Can you copy every one of the records below word for word?

--- start of RECORDS TO PROCESS ---

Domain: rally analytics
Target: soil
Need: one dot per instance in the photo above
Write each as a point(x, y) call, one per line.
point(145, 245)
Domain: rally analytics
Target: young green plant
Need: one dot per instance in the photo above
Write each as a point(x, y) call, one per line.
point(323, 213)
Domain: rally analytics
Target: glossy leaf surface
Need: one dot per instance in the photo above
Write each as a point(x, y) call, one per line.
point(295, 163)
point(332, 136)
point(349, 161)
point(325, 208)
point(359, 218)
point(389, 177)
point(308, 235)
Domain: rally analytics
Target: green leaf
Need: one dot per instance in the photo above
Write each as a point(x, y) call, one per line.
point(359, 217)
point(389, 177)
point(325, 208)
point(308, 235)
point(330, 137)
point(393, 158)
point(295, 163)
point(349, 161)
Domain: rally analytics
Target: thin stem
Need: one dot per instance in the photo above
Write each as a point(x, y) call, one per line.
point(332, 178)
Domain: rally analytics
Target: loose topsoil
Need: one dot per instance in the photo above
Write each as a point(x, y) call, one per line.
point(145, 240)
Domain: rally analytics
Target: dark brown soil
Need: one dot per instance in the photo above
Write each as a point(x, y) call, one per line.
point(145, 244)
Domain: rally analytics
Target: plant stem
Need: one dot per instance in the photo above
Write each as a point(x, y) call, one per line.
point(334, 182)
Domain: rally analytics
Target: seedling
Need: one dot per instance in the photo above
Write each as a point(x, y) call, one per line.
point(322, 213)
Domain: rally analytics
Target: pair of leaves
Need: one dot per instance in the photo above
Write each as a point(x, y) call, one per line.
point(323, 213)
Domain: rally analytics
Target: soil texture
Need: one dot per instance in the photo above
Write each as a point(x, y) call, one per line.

--- end of RECORDS TO PROCESS ---

* [THE RESULT]:
Domain: rally analytics
Target: soil
Need: one dot per instance in the photo above
Write each as a point(x, y) call, one per line.
point(145, 245)
Domain: rally analytics
Target: young green plant
Need: one dot per instance in the photo above
Write each as a point(x, y) call, one per line.
point(323, 213)
Domain: rally analytics
Target: glossy leaf surface
Need: one dot per instance in the photo above
Write each as a point(x, y) call, one per line.
point(295, 163)
point(332, 136)
point(349, 161)
point(325, 208)
point(359, 218)
point(389, 177)
point(308, 235)
Domain: rally analytics
Target: green leaf
Need: one dot per instance in the photo above
Write each as a point(x, y) call, one per line.
point(359, 217)
point(389, 177)
point(325, 208)
point(308, 235)
point(330, 137)
point(393, 158)
point(295, 163)
point(349, 161)
Domain: rally analytics
Target: thin stem
Need: one dot per instance in the photo above
Write each as a point(x, y) call, one per line.
point(332, 178)
Domain: rally analytics
Target: loose topsoil
Need: one dot per instance in the photo above
Write each as a point(x, y) call, one per line.
point(145, 240)
Domain: rally analytics
Target: dark brown soil
Need: one dot per instance in the photo above
Write each as a point(x, y) call, one per line.
point(145, 244)
Domain: rally analytics
Target: plant stem
Need: one dot per instance in the photo above
Write each as a point(x, y) call, one per line.
point(334, 182)
Domain: rally analytics
Target: seedling
Need: one dot per instance in the photo above
Write each as a point(x, y) call, one per line.
point(322, 213)
Domain: rally analytics
Target: pair of leaves
Need: one dot per instance in the photo above
Write each as a point(x, y) call, one per line.
point(323, 213)
Domain: rally analytics
Target: soil texture
Need: one dot per instance in the photo above
Write each as a point(x, y) call, one per line.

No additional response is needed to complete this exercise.